- _ABOUT THIS TASK_: Set each entry down verbatim, omitting images.

- _PROVIDED RECORDS_:

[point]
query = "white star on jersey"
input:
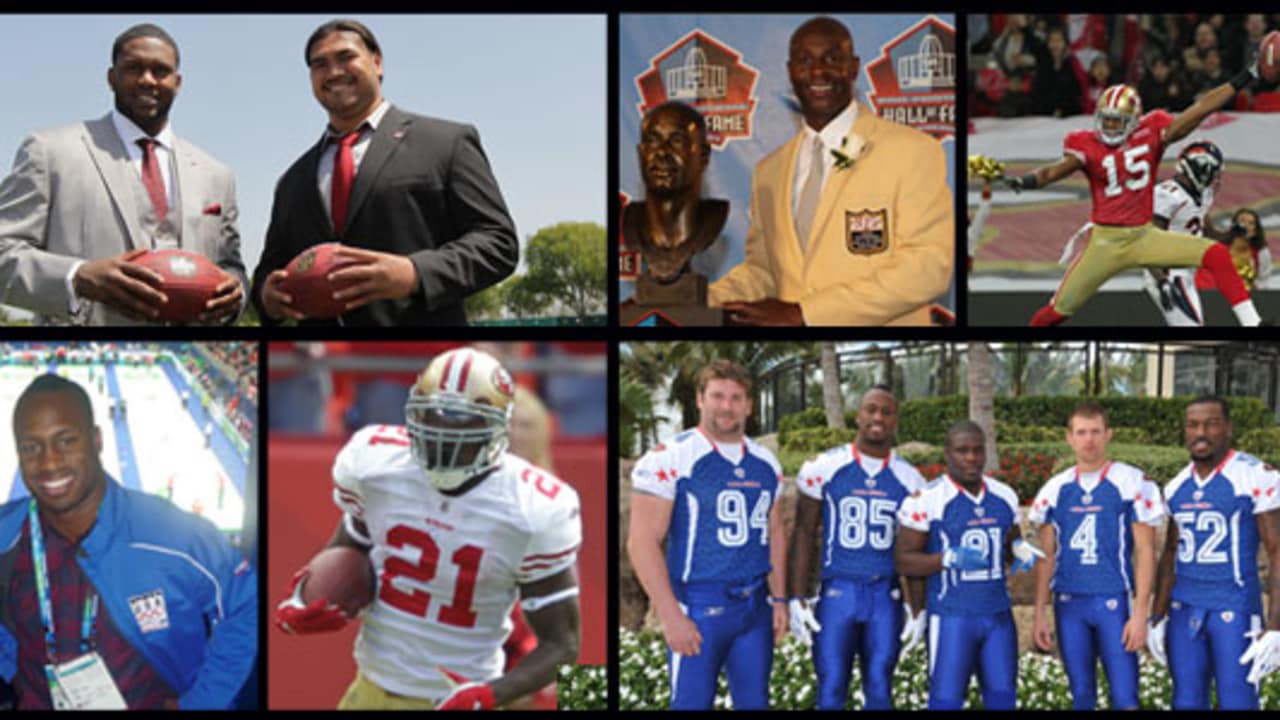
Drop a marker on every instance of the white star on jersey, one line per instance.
(448, 573)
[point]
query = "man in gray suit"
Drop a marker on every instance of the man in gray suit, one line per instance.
(85, 200)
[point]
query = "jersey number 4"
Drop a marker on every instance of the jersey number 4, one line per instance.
(1207, 554)
(862, 522)
(466, 557)
(1136, 165)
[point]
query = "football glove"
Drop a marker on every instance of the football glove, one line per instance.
(1264, 654)
(913, 629)
(465, 695)
(1025, 556)
(1156, 639)
(297, 618)
(964, 557)
(803, 623)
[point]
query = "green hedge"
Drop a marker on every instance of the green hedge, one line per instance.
(643, 680)
(583, 687)
(1157, 420)
(812, 441)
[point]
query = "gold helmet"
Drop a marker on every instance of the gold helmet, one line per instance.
(1118, 103)
(457, 414)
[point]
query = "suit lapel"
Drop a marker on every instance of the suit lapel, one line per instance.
(312, 201)
(833, 190)
(106, 151)
(384, 144)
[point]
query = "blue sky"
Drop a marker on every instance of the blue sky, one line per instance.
(533, 85)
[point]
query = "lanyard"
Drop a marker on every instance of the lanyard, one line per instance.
(46, 611)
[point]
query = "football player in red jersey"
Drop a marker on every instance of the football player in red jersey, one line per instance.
(1120, 156)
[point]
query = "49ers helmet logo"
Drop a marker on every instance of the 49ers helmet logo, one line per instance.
(705, 73)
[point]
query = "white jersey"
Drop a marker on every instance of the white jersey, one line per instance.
(1185, 214)
(448, 568)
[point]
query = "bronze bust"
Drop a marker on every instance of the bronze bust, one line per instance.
(673, 223)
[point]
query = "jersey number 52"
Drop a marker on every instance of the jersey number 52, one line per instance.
(1136, 165)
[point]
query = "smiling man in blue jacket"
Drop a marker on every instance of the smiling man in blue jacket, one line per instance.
(112, 598)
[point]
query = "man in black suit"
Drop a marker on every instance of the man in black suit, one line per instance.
(412, 199)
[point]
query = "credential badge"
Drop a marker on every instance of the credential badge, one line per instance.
(867, 231)
(150, 611)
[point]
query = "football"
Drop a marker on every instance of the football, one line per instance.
(190, 281)
(343, 575)
(1269, 57)
(307, 281)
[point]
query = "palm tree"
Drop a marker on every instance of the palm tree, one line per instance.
(638, 422)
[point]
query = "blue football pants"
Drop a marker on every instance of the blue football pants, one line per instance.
(864, 619)
(1206, 646)
(963, 643)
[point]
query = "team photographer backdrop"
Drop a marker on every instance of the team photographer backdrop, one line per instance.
(312, 671)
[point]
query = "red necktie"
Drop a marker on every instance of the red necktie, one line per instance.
(343, 172)
(151, 178)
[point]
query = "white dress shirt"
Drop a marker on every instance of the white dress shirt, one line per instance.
(324, 174)
(831, 136)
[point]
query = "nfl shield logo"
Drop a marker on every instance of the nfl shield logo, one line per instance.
(867, 232)
(150, 611)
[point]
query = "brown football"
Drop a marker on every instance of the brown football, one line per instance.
(190, 281)
(1269, 57)
(307, 281)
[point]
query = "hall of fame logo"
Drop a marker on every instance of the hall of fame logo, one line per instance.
(914, 78)
(705, 73)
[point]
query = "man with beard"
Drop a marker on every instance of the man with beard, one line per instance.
(711, 493)
(672, 223)
(112, 598)
(851, 220)
(855, 491)
(1208, 602)
(412, 200)
(959, 534)
(85, 200)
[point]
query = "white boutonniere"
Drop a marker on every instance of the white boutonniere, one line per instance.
(851, 147)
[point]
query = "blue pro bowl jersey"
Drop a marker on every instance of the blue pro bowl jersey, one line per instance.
(1217, 533)
(859, 509)
(1095, 527)
(951, 518)
(720, 518)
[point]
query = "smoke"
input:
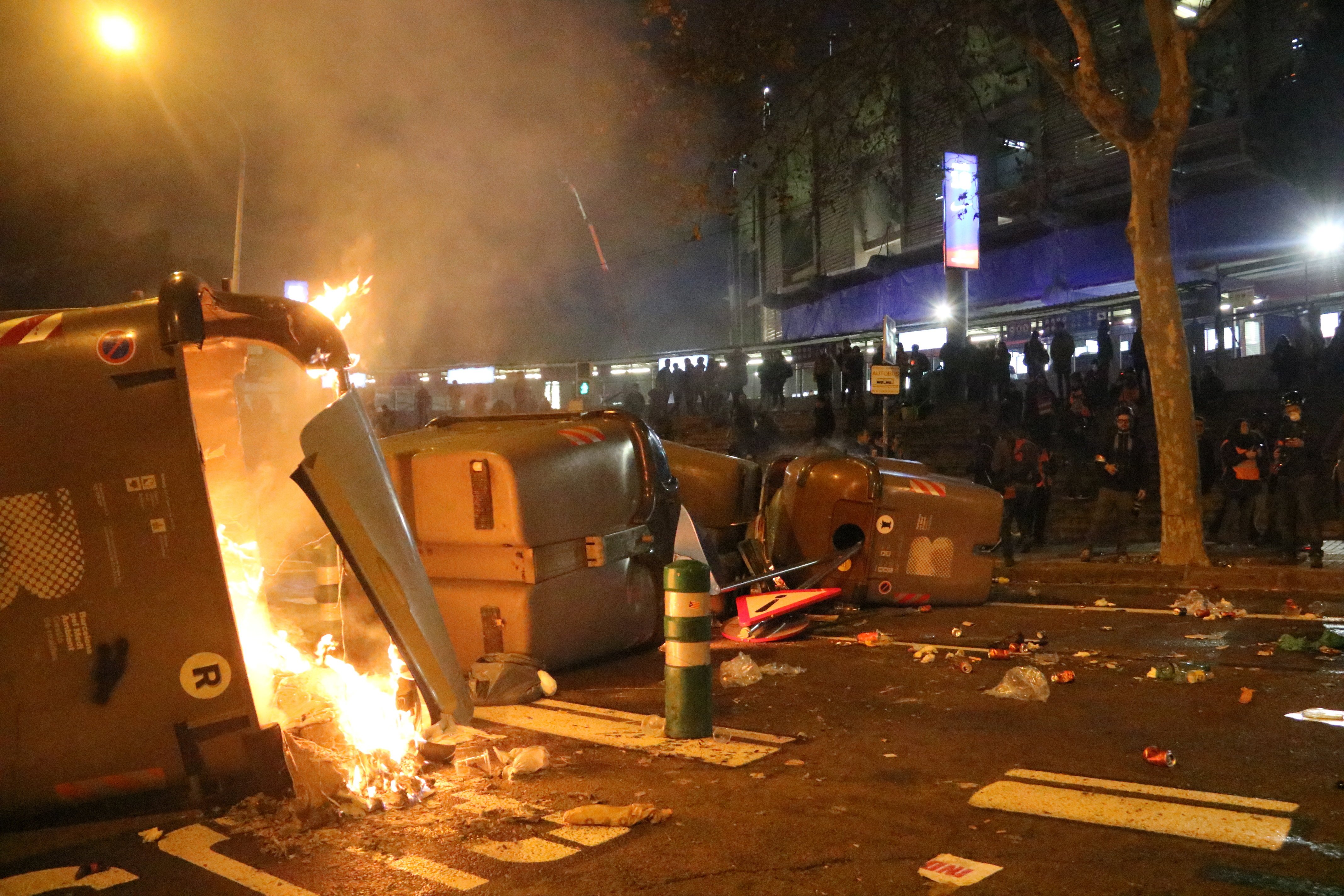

- _TASK ANSWER_:
[point]
query = "white star on jersey"
input:
Drop a marker on every instance of the white star on jersey, one line per instance.
(448, 573)
[point]
query = "man in gray suit"
Drop a marker on every instance of the man in gray suit, one line per instance.
(85, 200)
[point]
query = "jersey number 4"
Drop a marker on every instance of the jersey number 4, one line per instance.
(1207, 554)
(862, 522)
(466, 557)
(1136, 165)
[point]
query = "football glove"
Drop a marker on every instance of the football glove, one line per instance.
(1264, 654)
(913, 629)
(465, 695)
(1025, 556)
(1156, 639)
(297, 618)
(964, 557)
(803, 623)
[point]
query = "green hedge"
Drop a marker on every instance of the green hedge, one line per instance.
(643, 680)
(583, 687)
(1157, 420)
(812, 441)
[point]
query = "gold helmet"
Drop a marker on every instance of the gold helmet, one line per instance.
(1118, 103)
(457, 414)
[point]
query = "suit lapel"
Drop a marker on every instance of the suit lapel, one line per instance.
(312, 201)
(833, 190)
(106, 151)
(384, 144)
[point]
query = "blue sky"
Drop a marker on every instance of the blue sky, one line per instance.
(533, 85)
[point]
query = "lanyard"
Drop a marker on every instance of the lanyard, one line per instance.
(46, 611)
[point]
query = "football player in red jersey"
Drop a marker on every instance of the football player in red jersey, one line per instance.
(1120, 156)
[point]
query = "49ers helmet logo"
Drop a marker on every instance of the 49ers helmet logo, one line per instance.
(705, 73)
[point]
query = "white jersey"
Drop a marker on every instance of the white jersey, one line per instance.
(1185, 214)
(448, 568)
[point]
query = "bronze bust"
Drop a marker on every instance of the bronze bust, one line per instance.
(673, 223)
[point]
query = "jersey number 52"
Drop a marker on every instance of the jersey number 52, one line per instance.
(1136, 165)
[point]
query = "smiling man in blue jacket"
Drop a marker on every instance of the smiling man in blue jacket, one line per instance.
(112, 598)
[point]
query = "man in black suit"
Drop a marker on every instance of the man in black suit, one line per instance.
(412, 199)
[point]
query = "credential badge"
Drop a marker on every instance of the credential badge, one line per instance.
(867, 231)
(150, 611)
[point]
query = "football"
Drop a marker on every instance of the football, one line per instance.
(190, 281)
(343, 575)
(1269, 57)
(307, 281)
[point]
query = "palm tree"
Drop a marker on every instance of the palm tree, one line per instance.
(638, 422)
[point]
query = "blue football pants"
Drop a marker on every instance of the blue football pants, one line per instance.
(864, 619)
(1206, 646)
(963, 643)
[point]
query = "team photographer backdrop"
Drop a marker on every instance of the team photographer backdrop, one line per instance.
(312, 671)
[point]
query = "red necktie"
Drop a marker on every instance of the red necktie, one line per instance.
(343, 172)
(151, 178)
[point]
query = "white dress shirt"
Drop a marker on every instance of the white dress shirt, one line per instance.
(324, 174)
(831, 136)
[point]
query = "nfl shield logo"
Drop a marker on every instance of the nfl shield logo, one line per instance.
(867, 232)
(150, 611)
[point]
query = "brown football"
Drop a marker on every instance of the brown football, one line per instance.
(190, 281)
(1269, 57)
(307, 281)
[point]
query = "hall of fame logo"
Drop a marker on every instance of the hall of fame logo, one line per instance.
(914, 78)
(705, 73)
[point]
query = "man with beard"
Drop a marker on every instance of the man with beard, one line per instance.
(711, 493)
(672, 223)
(112, 598)
(851, 220)
(855, 491)
(1208, 602)
(412, 200)
(959, 534)
(85, 200)
[point]
query = "white boutonniere"
Drop a marker on every instance of the white boutonniere, one line per instance.
(851, 147)
[point]
query = "blue pro bowl jersey"
Drop a marker on every instance of the blue pro bowl jersey, one line per instance.
(1217, 533)
(859, 509)
(1095, 527)
(951, 518)
(720, 518)
[point]
query = "smoke"
input:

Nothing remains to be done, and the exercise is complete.